▶ Extracted information:
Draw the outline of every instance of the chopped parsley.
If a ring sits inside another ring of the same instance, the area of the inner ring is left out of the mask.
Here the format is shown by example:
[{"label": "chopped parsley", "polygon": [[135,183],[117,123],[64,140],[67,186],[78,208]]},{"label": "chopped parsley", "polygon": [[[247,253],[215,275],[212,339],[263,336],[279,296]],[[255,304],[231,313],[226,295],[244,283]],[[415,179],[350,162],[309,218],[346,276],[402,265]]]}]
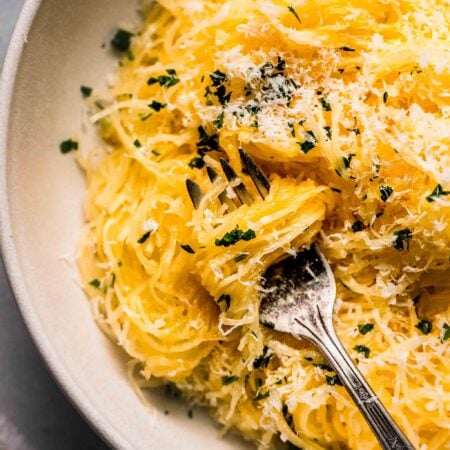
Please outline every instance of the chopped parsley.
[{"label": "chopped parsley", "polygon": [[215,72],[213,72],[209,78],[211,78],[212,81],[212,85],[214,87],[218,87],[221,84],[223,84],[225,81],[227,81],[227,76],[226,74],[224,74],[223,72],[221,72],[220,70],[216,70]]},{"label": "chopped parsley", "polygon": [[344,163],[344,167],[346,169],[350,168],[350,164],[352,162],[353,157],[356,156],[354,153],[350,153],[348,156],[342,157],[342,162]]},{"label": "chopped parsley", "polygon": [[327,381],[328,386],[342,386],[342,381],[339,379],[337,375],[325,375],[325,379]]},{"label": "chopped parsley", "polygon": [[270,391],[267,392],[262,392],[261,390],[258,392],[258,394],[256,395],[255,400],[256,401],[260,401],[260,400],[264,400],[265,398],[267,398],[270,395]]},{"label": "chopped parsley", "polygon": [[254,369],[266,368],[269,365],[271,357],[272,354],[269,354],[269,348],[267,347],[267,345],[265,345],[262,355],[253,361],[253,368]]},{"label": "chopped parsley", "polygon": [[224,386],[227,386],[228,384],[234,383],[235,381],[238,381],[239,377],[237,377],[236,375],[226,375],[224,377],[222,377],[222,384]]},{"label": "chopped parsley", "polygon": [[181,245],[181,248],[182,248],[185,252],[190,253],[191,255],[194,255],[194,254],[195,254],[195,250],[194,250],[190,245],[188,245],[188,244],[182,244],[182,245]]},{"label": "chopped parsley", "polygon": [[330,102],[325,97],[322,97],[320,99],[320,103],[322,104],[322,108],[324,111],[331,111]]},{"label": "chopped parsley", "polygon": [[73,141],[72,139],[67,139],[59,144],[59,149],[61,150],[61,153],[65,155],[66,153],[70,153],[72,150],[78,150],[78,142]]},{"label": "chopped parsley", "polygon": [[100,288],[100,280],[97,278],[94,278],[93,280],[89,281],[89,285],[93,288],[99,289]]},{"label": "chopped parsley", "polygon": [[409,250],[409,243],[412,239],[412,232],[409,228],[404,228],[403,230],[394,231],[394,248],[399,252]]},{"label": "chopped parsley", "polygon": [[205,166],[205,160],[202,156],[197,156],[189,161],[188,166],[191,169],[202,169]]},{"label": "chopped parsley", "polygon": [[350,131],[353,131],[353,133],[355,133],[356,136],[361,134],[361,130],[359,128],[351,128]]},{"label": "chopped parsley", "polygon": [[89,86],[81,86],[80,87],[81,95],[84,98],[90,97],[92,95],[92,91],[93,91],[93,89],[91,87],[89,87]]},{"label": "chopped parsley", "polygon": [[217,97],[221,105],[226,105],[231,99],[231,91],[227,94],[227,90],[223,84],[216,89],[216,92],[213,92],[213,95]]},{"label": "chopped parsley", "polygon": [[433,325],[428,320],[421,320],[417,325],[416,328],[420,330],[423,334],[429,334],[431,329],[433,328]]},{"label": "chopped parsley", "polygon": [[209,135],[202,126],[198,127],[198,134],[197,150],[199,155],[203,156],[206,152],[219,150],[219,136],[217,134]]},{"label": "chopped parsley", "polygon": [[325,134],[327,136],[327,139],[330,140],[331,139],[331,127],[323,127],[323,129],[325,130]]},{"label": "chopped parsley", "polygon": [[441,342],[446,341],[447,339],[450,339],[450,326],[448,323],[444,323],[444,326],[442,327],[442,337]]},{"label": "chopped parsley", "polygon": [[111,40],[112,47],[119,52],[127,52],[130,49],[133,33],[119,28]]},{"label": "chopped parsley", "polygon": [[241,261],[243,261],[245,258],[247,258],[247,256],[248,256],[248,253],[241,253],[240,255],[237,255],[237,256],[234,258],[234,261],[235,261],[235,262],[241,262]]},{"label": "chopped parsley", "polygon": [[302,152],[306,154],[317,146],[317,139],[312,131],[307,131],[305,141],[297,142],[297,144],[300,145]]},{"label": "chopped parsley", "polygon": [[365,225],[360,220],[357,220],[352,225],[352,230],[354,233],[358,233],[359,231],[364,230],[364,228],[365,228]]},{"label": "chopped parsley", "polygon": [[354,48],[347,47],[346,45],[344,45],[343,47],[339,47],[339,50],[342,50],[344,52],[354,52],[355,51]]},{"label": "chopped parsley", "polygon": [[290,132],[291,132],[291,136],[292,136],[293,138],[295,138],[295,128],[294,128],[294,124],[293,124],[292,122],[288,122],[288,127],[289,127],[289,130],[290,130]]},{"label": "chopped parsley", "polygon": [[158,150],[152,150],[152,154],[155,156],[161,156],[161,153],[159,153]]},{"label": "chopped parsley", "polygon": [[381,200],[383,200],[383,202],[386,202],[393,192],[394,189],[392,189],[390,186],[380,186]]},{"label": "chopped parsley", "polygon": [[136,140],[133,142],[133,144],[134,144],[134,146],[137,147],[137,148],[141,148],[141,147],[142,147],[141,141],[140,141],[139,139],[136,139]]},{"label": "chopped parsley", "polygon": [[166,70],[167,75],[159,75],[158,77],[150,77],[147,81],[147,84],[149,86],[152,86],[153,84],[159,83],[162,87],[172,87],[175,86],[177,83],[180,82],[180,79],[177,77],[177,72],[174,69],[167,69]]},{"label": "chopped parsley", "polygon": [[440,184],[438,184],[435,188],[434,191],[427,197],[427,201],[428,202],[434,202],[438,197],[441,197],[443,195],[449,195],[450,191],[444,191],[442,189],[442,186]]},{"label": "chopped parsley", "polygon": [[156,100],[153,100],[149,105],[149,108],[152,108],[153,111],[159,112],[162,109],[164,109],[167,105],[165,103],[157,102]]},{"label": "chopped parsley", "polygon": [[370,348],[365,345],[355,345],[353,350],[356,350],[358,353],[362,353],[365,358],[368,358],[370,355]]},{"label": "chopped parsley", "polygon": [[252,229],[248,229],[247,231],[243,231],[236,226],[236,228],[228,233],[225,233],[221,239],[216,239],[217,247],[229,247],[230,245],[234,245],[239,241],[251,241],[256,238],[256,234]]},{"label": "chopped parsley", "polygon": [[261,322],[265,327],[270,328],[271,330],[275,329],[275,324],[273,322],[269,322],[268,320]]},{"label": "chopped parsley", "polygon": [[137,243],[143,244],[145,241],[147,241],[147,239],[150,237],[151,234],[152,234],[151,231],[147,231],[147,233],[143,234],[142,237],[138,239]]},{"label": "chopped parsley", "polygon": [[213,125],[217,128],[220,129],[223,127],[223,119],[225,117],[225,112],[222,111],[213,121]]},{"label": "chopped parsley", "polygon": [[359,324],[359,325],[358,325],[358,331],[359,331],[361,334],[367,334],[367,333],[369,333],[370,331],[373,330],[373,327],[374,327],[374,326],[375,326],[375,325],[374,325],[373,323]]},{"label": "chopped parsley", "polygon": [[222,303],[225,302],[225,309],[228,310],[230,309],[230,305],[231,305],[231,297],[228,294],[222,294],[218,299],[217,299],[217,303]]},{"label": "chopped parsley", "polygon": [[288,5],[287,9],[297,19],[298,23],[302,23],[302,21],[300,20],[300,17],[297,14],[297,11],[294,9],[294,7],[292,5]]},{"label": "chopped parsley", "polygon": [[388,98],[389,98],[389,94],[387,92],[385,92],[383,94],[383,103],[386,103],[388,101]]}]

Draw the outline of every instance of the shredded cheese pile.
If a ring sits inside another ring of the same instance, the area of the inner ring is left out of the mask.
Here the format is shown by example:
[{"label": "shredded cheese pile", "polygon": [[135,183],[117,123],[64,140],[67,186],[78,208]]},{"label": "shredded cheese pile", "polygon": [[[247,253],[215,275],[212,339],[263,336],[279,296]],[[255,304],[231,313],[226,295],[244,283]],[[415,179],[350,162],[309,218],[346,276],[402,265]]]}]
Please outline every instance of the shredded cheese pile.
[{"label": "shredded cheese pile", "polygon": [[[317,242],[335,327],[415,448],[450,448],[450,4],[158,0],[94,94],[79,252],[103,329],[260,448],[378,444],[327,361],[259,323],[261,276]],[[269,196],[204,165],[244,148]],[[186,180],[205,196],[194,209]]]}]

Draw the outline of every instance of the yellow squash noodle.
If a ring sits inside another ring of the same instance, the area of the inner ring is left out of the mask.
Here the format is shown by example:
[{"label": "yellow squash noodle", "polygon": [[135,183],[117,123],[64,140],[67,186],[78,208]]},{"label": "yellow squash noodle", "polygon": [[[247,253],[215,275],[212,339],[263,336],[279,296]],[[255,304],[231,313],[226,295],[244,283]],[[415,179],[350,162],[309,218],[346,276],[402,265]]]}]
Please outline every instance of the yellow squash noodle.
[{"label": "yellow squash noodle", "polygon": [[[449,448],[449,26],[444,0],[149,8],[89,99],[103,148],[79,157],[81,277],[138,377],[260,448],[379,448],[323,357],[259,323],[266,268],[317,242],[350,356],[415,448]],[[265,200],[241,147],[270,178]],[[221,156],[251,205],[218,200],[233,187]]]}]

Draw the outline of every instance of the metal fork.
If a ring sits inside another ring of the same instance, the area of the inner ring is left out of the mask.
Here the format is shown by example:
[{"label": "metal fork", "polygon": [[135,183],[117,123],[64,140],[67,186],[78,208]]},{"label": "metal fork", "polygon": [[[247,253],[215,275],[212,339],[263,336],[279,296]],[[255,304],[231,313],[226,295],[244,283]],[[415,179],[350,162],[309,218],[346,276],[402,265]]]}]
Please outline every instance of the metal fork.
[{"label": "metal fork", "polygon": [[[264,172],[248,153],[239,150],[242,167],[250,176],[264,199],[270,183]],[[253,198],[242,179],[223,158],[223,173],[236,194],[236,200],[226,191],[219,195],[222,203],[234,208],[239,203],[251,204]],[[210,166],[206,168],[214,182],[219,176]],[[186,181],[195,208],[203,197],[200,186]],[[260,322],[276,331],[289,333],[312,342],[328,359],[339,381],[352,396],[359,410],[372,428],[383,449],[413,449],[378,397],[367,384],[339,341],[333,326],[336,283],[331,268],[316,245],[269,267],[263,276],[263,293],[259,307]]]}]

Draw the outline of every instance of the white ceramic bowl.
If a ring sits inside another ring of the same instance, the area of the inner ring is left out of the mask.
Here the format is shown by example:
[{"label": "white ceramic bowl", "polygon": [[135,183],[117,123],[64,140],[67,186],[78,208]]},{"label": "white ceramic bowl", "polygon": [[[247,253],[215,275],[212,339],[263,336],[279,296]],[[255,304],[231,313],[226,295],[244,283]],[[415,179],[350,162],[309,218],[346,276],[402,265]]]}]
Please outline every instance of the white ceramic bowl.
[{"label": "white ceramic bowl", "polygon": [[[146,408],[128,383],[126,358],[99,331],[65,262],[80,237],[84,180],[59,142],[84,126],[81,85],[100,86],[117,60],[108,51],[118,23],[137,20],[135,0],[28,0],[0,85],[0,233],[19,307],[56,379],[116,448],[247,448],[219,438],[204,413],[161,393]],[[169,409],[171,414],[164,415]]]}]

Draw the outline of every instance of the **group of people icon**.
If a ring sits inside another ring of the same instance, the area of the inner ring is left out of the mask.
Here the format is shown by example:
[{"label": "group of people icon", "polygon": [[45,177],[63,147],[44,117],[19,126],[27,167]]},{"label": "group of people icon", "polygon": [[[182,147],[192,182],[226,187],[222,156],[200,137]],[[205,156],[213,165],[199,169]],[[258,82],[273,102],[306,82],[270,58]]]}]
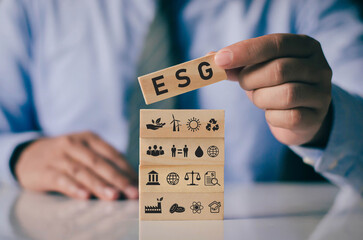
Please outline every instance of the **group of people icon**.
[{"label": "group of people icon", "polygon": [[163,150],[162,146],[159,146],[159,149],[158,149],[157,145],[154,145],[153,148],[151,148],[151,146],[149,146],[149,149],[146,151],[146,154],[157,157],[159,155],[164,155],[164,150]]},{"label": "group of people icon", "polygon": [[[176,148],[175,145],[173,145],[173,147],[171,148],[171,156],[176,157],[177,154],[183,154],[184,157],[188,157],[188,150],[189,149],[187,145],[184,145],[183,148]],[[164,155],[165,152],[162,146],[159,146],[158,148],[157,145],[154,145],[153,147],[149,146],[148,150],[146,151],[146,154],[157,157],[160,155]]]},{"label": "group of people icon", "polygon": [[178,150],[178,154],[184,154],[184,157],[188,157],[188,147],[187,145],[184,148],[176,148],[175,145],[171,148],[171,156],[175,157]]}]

▶ What you have to do: With all pictures omitted, return the lines from the line containing "Please outline every instance of the white" through the closing line of the listing above, exactly and inclusive.

▶ Result below:
Please outline every instance of the white ceramic bowl.
[{"label": "white ceramic bowl", "polygon": [[[146,408],[128,383],[126,358],[99,331],[65,262],[80,237],[84,180],[59,142],[84,126],[81,85],[100,86],[117,60],[108,51],[118,23],[137,20],[135,0],[28,0],[0,85],[0,233],[19,307],[56,379],[116,448],[247,448],[219,438],[204,413],[161,393]],[[169,409],[171,414],[164,415]]]}]

Draw the outline of every instance of the **group of people icon**.
If a ring sits inside another ring of the same instance, the area of the inner ring is left out of the mask.
Here the format is shown by example:
[{"label": "group of people icon", "polygon": [[45,177],[63,147],[44,117],[19,126],[27,167]]},{"label": "group of people icon", "polygon": [[[182,147],[192,182],[226,187],[222,156],[200,137]],[[205,156],[213,165],[199,169]],[[258,82],[273,102],[306,82],[270,58]]]}]
Please outline every instance of the **group of people icon**.
[{"label": "group of people icon", "polygon": [[163,150],[162,146],[159,146],[159,149],[158,149],[157,145],[154,145],[153,148],[151,148],[151,146],[149,146],[149,149],[146,151],[146,154],[157,157],[159,155],[164,155],[164,150]]},{"label": "group of people icon", "polygon": [[[176,148],[175,145],[173,145],[173,147],[171,148],[171,156],[176,157],[177,154],[183,154],[184,157],[188,157],[188,150],[189,149],[187,145],[184,145],[183,148]],[[164,155],[165,152],[162,146],[159,146],[158,148],[157,145],[154,145],[153,147],[149,146],[148,150],[146,151],[146,154],[157,157],[160,155]]]},{"label": "group of people icon", "polygon": [[178,150],[178,154],[184,154],[184,157],[188,157],[188,147],[187,145],[184,148],[176,148],[175,145],[171,148],[171,156],[175,157]]}]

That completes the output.